_Given request_
Find each line in the listing below that contains the string "leaved" and copy every such line in full.

>> START

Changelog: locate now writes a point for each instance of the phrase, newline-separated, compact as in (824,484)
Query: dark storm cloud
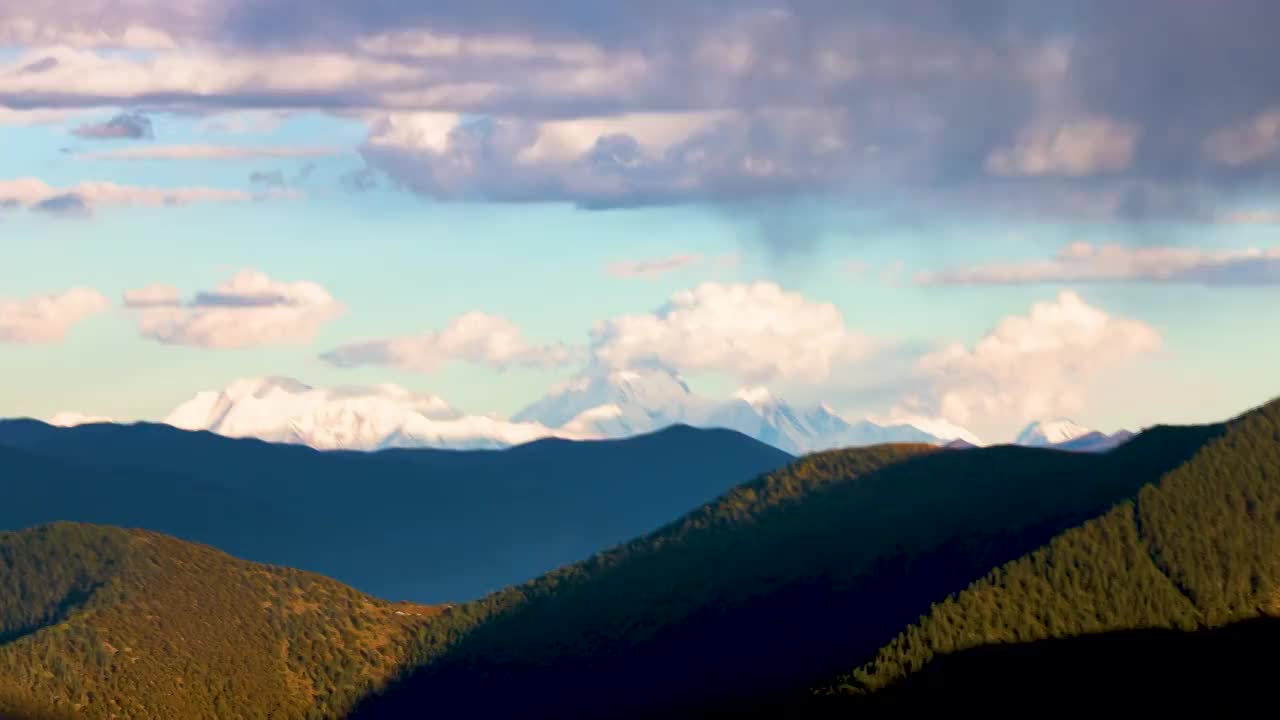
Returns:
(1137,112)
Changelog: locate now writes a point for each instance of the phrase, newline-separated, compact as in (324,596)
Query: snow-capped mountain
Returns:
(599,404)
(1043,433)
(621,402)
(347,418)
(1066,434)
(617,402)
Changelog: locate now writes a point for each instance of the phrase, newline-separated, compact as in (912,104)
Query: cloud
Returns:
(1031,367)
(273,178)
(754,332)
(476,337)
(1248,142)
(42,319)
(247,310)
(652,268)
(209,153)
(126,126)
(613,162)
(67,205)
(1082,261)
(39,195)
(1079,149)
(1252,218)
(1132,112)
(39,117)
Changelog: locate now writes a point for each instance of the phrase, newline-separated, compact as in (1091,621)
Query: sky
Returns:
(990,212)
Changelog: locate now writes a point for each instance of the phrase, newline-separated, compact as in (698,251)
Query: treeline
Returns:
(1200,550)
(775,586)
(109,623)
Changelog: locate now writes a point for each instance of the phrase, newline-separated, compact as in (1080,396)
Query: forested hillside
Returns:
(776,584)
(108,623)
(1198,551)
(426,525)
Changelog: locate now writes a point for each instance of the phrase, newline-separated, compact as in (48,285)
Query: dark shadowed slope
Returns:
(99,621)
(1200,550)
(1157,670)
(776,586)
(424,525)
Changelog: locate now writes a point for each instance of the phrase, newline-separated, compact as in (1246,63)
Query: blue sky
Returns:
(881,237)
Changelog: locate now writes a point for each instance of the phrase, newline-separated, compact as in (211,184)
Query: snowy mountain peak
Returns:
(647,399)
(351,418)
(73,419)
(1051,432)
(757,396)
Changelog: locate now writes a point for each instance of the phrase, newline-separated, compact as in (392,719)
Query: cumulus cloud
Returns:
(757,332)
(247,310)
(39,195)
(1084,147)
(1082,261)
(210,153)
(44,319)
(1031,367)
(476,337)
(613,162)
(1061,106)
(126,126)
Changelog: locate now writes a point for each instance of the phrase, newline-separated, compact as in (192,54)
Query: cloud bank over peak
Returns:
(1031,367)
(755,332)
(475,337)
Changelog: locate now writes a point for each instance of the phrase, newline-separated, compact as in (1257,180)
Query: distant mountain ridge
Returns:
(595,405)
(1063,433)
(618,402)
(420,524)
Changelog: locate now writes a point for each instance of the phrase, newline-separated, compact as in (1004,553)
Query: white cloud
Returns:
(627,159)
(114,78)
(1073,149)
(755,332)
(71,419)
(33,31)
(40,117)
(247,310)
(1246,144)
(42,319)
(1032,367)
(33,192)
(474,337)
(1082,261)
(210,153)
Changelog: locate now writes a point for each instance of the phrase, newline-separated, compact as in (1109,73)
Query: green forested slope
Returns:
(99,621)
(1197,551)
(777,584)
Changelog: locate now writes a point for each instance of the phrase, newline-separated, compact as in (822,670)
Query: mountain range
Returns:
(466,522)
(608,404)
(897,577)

>> END
>> START

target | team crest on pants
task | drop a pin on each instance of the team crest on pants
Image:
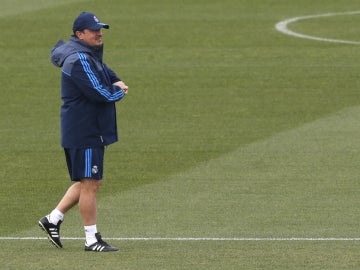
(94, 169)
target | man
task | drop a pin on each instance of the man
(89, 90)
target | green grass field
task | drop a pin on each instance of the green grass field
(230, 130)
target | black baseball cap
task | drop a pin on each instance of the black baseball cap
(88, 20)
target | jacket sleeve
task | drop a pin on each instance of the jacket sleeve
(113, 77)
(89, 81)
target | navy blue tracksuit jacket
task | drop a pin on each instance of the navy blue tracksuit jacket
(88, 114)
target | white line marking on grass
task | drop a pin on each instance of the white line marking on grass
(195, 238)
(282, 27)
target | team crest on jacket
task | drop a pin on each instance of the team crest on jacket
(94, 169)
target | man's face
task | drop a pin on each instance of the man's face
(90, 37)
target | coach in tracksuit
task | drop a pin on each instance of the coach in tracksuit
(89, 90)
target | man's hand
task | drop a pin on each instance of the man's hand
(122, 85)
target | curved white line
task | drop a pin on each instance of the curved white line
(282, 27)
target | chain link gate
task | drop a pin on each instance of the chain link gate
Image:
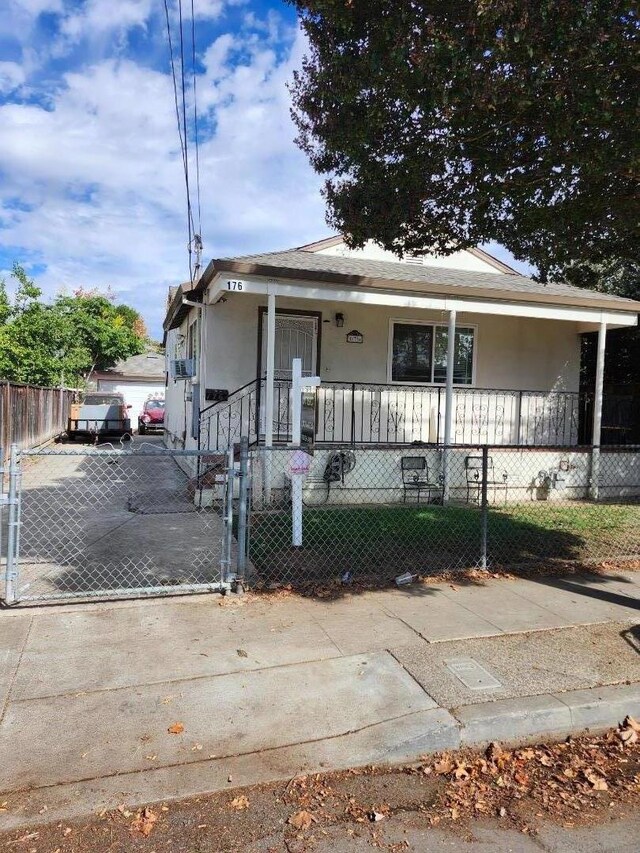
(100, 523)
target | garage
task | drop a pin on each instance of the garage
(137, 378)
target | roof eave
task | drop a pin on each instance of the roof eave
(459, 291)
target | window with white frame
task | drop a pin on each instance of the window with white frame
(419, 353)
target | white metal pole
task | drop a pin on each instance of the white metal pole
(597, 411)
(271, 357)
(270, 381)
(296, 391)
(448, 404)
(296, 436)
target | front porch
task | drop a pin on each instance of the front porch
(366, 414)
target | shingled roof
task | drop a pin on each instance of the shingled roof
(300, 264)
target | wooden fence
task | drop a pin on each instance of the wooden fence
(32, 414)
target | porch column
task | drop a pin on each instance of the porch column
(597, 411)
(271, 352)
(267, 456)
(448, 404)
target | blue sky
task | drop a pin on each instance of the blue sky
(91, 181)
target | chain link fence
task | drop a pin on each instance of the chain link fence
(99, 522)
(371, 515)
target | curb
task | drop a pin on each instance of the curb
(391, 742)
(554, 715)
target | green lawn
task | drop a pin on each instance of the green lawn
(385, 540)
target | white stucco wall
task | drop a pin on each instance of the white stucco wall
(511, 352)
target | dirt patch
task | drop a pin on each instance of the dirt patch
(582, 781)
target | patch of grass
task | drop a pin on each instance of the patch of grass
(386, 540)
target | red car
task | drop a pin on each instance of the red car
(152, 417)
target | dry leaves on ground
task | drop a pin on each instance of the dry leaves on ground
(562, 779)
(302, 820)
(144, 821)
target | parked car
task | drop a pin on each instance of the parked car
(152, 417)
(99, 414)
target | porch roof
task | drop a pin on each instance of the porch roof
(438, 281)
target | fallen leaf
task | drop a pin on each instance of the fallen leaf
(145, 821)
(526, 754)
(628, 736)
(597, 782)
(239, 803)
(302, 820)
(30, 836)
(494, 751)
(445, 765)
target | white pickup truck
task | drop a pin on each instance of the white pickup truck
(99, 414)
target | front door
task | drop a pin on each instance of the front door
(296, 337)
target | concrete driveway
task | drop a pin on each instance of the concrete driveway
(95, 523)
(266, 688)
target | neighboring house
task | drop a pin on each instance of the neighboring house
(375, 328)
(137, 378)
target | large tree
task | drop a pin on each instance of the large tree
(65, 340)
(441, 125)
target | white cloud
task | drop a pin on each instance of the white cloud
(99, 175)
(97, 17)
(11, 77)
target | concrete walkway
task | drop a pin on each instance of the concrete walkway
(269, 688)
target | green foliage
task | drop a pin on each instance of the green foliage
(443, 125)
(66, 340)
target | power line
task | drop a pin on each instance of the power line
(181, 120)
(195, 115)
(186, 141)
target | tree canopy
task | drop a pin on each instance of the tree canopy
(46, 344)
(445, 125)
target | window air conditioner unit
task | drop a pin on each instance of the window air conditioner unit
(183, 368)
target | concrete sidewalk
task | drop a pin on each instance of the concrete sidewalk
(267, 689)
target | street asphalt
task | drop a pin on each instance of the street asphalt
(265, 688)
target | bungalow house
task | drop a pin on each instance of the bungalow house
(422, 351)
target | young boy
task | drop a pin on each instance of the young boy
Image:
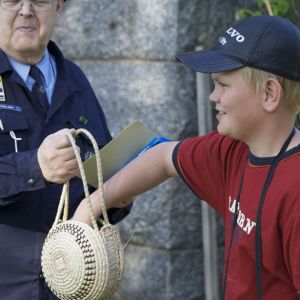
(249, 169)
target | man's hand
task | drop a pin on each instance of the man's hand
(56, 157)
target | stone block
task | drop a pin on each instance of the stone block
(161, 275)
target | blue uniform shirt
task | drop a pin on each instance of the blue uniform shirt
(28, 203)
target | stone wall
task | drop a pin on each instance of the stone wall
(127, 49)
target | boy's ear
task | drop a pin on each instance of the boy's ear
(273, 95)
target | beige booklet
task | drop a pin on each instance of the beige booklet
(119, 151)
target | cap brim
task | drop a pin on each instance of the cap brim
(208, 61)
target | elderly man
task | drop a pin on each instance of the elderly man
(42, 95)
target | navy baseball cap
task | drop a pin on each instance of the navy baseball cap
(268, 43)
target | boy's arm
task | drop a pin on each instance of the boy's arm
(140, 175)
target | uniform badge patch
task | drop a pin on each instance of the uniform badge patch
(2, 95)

>> END
>> START

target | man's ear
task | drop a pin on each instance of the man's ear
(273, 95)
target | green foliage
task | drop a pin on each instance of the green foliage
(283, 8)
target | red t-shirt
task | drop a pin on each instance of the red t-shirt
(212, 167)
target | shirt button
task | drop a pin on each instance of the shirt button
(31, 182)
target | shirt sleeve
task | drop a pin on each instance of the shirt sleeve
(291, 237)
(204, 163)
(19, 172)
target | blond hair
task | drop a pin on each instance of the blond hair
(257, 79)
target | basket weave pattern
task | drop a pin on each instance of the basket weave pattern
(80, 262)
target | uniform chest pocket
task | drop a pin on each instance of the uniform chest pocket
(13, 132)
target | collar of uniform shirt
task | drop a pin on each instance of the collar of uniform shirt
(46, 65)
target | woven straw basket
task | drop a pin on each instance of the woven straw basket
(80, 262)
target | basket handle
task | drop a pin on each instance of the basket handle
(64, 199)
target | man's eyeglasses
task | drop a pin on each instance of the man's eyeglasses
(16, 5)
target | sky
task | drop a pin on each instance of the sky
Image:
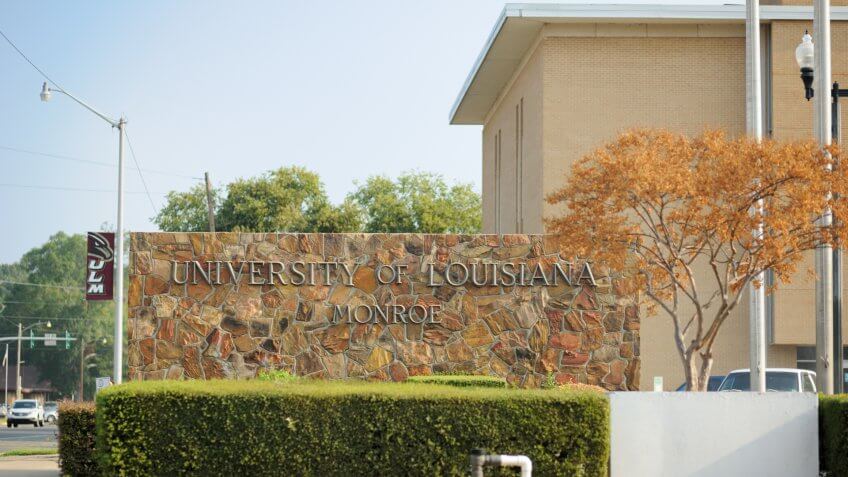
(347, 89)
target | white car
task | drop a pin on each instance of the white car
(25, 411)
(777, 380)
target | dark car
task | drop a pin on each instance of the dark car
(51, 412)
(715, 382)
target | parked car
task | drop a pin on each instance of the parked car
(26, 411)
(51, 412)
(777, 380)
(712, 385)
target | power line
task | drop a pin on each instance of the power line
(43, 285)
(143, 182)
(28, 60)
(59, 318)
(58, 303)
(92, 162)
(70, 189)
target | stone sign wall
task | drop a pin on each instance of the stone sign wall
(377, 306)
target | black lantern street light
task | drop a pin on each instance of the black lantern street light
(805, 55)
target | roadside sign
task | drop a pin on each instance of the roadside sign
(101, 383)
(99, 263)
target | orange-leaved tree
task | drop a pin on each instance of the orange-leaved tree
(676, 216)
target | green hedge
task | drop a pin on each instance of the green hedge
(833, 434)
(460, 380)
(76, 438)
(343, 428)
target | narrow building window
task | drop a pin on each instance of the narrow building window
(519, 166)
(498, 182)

>> END

_Answer in full_
target | orange-leaved tree
task | drop a pin on each instance of the orange-leaved tree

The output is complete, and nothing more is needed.